> Page text
┄┄┄┄┄┄┄┄┄┄┄┄┄┄┄┄┄┄┄┄

What was once a personal passion for music is now a rewarding career that brings a little known service with a big impact to our palliative care patients. Sarah Pearson, a music therapist at GRH, works with very ill patients at the hospital through the use of music. Music can bring them comfort, relaxation and a way they can work through the sometimes challenging emotions they may be feeling.
What is music therapy?
Music therapy uses music within a therapeutic relationship to address physical and/or psycho-social goals. A typical session may use live instruments, improvising with the patient/family, song writing, listening and musical discussion.
How do you support patients in palliative care in the hospital?
I use music therapy to address physical wellbeing. By playing music that supports relaxation or visualization, often symptom experiences are decreased. I also use music therapy to address anxiety, grief, depression, and distress that can often accompany an end-of-life prognosis.
Music is a spiritual, holistic language for many people and finding the right music (usually played live) can meet a person where they are, provide validation, and even move through the challenging emotion.
Often it’s just me playing music for the patient based on what they are presenting, and often a patient will play with me – by banging on a crash-cymbal to express the fear they are describing, or playing a gentle rain stick to summon the peacefulness they wish to feel.

┄┄┄┄┄┄┄┄┄┄┄┄┄┄┄┄┄┄┄┄

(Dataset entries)
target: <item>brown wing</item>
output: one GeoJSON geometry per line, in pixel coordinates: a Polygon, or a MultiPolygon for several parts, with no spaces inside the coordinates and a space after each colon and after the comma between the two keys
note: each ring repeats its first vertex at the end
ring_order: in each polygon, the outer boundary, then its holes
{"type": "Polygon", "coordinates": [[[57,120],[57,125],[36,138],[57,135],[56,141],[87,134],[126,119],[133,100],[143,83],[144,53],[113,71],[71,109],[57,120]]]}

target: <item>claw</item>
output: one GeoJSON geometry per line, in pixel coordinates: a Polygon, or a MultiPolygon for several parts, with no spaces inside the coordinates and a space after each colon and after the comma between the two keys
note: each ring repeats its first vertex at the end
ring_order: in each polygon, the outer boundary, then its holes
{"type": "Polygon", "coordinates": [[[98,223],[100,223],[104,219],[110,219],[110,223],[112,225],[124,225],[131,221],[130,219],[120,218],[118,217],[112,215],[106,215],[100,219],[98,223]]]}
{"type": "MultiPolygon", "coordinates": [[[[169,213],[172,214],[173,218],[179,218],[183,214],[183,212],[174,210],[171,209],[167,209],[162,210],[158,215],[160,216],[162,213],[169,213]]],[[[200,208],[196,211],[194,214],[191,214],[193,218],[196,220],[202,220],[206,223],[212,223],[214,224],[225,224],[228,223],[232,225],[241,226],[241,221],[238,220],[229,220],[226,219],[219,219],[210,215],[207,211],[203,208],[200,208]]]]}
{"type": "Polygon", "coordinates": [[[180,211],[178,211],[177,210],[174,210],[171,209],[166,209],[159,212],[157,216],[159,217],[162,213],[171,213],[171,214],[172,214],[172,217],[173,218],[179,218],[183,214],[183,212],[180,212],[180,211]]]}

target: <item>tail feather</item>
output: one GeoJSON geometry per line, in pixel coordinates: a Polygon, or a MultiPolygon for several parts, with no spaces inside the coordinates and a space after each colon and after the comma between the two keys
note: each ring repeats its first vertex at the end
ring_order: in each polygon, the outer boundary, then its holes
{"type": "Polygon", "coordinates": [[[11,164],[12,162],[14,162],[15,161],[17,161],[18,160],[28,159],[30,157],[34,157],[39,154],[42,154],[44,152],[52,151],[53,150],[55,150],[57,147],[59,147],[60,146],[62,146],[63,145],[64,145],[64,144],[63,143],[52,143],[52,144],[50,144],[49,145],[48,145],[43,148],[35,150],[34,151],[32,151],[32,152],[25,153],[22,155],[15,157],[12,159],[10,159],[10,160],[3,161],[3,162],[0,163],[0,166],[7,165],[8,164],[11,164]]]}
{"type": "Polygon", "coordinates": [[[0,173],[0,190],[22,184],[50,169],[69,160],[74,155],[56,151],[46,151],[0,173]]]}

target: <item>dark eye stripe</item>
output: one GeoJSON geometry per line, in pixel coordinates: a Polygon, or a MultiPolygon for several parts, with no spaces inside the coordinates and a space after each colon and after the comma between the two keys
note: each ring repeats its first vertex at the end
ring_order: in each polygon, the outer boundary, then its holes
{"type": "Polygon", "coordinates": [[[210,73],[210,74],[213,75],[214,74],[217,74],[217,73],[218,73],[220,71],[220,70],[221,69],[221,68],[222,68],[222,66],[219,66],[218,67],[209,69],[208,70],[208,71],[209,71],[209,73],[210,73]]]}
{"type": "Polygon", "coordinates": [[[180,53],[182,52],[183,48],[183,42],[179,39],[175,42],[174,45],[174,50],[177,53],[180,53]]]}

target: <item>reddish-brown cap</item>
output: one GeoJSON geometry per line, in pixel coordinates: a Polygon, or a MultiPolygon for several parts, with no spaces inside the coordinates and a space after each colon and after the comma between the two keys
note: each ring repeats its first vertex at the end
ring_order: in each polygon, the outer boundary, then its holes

┄┄┄┄┄┄┄┄┄┄┄┄┄┄┄┄┄┄┄┄

> What you will do
A: According to the music therapy article, what instrument might a patient play to summon the peacefulness they wish to feel?
B: Reproduce word for word the passage of the music therapy article from "How do you support" up to and including "the challenging emotion.".
C: Carry the music therapy article forward from its final sentence.

> Task results
A: A gentle rain stick.

B:
How do you support patients in palliative care in the hospital?
I use music therapy to address physical wellbeing. By playing music that supports relaxation or visualization, often symptom experiences are decreased. I also use music therapy to address anxiety, grief, depression, and distress that can often accompany an end-of-life prognosis.
Music is a spiritual, holistic language for many people and finding the right music (usually played live) can meet a person where they are, provide validation, and even move through the challenging emotion.

C:
Sometimes I support patients and their families in relationship completion and legacy work, for example, by writing songs together that reflect on their lives and say goodbye. Finally, I often meet patients in their final hours of life and play live music while they are dying, to provide a holding space for them and their families to make those last hours meaningful.
Why is your work important to these patients?
I think that being met by someone who is not there to administer any medical procedure, but there solely to support them emotionally, can feel valuable for many patients. Also, mindfully-delivered music has an ability to reach right into our hearts, and so often patients and families are holding in so much emotion as they try to cope through the incredible stress of hospitalization.
Sometimes music therapy seems to give people sudden permission to let it all out, and my job is to make sure it’s a safe space for them to do that, and to journey with them through that emotional release.
If someone is looking for music therapy for a loved one, how do they go about it?
Referrals for music therapy at GRH can be made through anyone on a patients care team, and is a free service for current patients on oncology or palliative care services.
What do you love about providing music therapy?
I love the opportunity to connect deeply with patients and families in some of the most critical moments of their lives. The work in oncology is fast-paced and often challenging, and finding a window for music therapy is not always obvious. However, the team is so incredibly dedicated to providing whole-person care, and when music therapy can fit right in there with a patient and their family, the opportunity for whole-person caring can be instant and powerful.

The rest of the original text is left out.